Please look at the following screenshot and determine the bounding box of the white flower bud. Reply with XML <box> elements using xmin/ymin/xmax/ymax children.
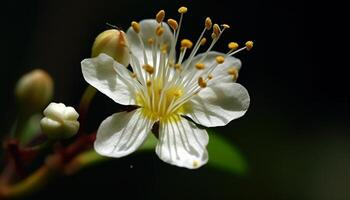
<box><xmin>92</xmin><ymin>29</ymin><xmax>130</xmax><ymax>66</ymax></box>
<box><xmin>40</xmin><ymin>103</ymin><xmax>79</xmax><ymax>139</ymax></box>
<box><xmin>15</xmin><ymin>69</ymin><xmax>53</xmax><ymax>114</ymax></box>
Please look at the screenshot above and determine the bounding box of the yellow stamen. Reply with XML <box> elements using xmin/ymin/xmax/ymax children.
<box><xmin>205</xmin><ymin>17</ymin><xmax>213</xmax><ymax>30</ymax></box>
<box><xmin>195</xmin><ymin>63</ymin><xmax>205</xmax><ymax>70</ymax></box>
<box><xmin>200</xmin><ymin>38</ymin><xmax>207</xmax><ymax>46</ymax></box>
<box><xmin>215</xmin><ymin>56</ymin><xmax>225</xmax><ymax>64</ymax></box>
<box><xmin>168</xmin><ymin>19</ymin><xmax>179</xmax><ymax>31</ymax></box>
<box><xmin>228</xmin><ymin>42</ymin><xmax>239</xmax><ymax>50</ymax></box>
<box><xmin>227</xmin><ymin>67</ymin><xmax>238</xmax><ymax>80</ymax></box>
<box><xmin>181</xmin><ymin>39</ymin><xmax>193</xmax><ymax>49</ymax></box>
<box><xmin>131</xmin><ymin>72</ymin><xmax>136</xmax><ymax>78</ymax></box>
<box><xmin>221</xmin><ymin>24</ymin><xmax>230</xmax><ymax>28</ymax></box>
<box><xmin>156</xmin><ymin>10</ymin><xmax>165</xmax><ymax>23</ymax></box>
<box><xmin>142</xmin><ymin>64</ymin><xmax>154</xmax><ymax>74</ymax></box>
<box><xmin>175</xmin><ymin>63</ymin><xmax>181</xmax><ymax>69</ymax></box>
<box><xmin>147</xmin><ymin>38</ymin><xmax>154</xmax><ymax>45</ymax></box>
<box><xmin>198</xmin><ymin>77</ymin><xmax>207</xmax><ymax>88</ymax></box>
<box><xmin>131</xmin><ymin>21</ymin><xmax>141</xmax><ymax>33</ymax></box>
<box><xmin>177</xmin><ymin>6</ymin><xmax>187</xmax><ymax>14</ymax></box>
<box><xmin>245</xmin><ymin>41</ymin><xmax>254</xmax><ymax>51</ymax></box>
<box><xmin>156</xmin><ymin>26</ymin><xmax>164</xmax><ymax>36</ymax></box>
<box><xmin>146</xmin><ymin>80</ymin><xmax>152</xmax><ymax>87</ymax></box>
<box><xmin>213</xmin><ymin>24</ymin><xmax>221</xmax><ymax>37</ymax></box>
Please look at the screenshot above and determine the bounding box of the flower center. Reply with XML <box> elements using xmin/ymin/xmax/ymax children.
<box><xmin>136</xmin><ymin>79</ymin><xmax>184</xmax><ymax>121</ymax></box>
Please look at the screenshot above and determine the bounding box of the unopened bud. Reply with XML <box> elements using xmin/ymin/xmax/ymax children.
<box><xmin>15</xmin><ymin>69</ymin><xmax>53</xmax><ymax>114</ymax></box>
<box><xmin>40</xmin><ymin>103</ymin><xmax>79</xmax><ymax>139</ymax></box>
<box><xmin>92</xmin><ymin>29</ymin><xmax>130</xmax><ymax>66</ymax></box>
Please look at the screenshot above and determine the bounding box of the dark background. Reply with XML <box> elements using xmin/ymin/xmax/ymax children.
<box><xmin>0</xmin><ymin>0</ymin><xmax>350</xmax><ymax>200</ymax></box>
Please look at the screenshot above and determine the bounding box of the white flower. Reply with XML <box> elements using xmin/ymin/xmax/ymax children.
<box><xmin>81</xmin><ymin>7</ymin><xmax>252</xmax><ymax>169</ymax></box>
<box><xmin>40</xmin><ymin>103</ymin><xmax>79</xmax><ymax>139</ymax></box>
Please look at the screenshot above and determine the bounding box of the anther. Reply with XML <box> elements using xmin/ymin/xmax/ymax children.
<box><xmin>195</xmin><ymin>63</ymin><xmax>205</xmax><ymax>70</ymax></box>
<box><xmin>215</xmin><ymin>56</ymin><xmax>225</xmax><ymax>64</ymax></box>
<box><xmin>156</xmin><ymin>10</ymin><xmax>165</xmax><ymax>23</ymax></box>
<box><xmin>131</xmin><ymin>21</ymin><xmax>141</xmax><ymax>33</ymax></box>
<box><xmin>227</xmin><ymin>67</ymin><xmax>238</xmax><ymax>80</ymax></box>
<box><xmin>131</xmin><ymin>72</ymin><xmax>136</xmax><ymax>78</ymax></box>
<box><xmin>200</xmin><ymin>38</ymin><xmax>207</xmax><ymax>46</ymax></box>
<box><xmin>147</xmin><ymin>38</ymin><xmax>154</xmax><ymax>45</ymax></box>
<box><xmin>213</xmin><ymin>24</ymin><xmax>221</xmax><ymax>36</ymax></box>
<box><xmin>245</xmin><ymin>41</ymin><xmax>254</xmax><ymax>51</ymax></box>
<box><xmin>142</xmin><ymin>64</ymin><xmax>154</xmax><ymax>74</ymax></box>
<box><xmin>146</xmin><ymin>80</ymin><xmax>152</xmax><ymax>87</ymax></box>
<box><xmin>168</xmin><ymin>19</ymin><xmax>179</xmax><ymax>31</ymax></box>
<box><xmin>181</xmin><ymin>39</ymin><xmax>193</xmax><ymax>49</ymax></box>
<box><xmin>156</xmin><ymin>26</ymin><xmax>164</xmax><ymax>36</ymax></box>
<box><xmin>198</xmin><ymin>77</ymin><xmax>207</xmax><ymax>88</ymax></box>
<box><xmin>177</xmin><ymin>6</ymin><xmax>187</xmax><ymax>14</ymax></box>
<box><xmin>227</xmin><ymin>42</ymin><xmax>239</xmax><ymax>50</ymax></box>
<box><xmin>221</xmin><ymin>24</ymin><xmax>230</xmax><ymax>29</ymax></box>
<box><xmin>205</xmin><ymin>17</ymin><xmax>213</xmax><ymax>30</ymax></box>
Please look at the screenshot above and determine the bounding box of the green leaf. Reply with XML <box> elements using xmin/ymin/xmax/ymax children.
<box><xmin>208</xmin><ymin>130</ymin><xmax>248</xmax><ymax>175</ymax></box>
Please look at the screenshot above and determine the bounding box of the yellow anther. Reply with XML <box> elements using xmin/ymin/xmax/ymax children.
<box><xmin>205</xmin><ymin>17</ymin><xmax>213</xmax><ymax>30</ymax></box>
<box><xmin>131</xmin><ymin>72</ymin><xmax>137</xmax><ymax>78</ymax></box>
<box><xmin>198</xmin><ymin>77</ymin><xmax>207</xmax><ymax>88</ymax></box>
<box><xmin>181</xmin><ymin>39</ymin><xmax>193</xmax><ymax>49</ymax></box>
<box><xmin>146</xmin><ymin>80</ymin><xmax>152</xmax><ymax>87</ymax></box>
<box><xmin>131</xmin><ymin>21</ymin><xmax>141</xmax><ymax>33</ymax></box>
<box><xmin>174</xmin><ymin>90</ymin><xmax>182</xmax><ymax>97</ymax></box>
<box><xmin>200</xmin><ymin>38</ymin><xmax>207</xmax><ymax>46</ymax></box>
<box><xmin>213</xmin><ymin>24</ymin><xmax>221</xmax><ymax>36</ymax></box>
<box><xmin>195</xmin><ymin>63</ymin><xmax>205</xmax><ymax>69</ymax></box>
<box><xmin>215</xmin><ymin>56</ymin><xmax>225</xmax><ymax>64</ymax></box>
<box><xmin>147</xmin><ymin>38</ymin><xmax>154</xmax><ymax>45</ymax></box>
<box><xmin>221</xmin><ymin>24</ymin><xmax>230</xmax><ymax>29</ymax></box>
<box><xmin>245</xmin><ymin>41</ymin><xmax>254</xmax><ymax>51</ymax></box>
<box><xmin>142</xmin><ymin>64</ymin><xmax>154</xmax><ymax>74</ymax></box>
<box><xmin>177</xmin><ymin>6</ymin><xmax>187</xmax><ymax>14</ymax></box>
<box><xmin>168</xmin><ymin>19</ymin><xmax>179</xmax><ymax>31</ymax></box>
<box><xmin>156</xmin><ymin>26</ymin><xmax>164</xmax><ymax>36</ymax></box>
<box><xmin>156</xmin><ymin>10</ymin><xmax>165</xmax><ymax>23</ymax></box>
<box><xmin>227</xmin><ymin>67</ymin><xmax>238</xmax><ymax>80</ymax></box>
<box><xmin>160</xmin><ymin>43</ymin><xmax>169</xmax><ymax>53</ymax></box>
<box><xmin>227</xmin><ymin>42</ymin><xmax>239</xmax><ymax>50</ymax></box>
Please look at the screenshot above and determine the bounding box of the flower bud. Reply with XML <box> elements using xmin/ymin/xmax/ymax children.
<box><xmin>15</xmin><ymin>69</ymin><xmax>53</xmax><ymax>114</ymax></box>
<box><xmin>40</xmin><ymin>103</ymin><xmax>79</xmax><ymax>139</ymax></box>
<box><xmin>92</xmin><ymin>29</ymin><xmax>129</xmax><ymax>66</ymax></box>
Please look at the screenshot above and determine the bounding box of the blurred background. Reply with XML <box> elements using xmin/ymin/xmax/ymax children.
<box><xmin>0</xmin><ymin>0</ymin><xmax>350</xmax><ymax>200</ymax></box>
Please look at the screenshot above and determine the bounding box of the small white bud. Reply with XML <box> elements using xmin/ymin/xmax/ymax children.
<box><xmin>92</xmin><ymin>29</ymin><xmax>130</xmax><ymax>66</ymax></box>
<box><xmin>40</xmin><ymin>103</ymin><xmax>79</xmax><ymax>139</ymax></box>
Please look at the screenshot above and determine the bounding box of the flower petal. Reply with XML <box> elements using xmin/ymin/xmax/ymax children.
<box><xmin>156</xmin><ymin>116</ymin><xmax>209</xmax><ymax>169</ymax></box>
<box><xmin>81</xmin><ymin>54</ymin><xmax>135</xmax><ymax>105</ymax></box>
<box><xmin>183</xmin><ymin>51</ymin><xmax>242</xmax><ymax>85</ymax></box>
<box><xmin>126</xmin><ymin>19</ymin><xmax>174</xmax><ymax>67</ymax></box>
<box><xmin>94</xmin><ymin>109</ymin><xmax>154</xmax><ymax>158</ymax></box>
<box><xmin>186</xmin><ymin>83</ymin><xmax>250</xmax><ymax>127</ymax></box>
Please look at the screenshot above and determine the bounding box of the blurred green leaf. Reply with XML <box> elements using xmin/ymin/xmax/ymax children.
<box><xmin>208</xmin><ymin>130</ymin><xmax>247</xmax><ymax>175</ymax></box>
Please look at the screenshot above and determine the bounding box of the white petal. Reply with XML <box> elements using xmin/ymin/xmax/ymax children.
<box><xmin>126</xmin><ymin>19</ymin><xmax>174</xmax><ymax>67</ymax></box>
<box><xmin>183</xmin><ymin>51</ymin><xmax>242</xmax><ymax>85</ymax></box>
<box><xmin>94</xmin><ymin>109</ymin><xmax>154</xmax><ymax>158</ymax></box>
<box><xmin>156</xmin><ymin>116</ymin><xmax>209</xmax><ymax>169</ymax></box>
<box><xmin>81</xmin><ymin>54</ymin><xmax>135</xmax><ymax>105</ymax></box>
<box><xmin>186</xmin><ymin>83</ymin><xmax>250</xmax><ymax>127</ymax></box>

==

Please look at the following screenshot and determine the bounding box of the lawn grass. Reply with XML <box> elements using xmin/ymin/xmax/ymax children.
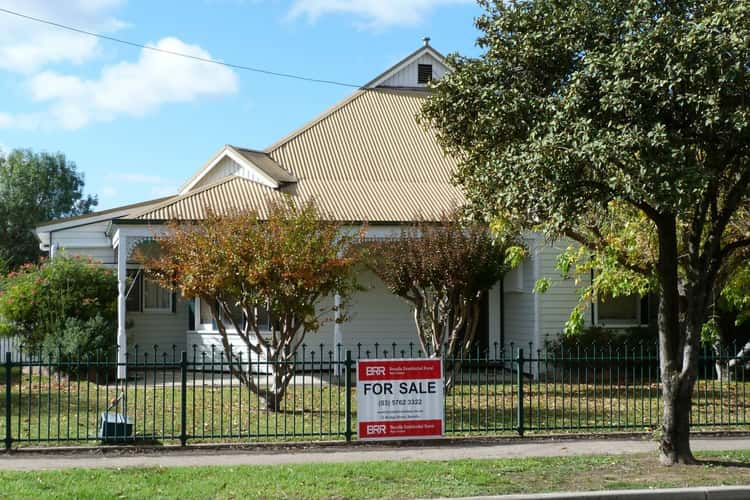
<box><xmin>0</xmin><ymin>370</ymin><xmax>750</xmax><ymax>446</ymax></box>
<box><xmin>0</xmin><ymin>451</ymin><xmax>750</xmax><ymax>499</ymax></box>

» WHAT YOU WILL DO:
Please return every line from the records above that contains the word "blurred", copying each one in full.

» RESULT FOR THIS TASK:
Please look at the screenshot above and determine the bounding box of the blurred background. Reply with XML <box> elements using xmin/ymin/xmax/ymax children.
Please look at the screenshot above and determine the bounding box of the blurred green leaf. Reply with XML <box> elements using xmin/ymin/xmax/ymax children.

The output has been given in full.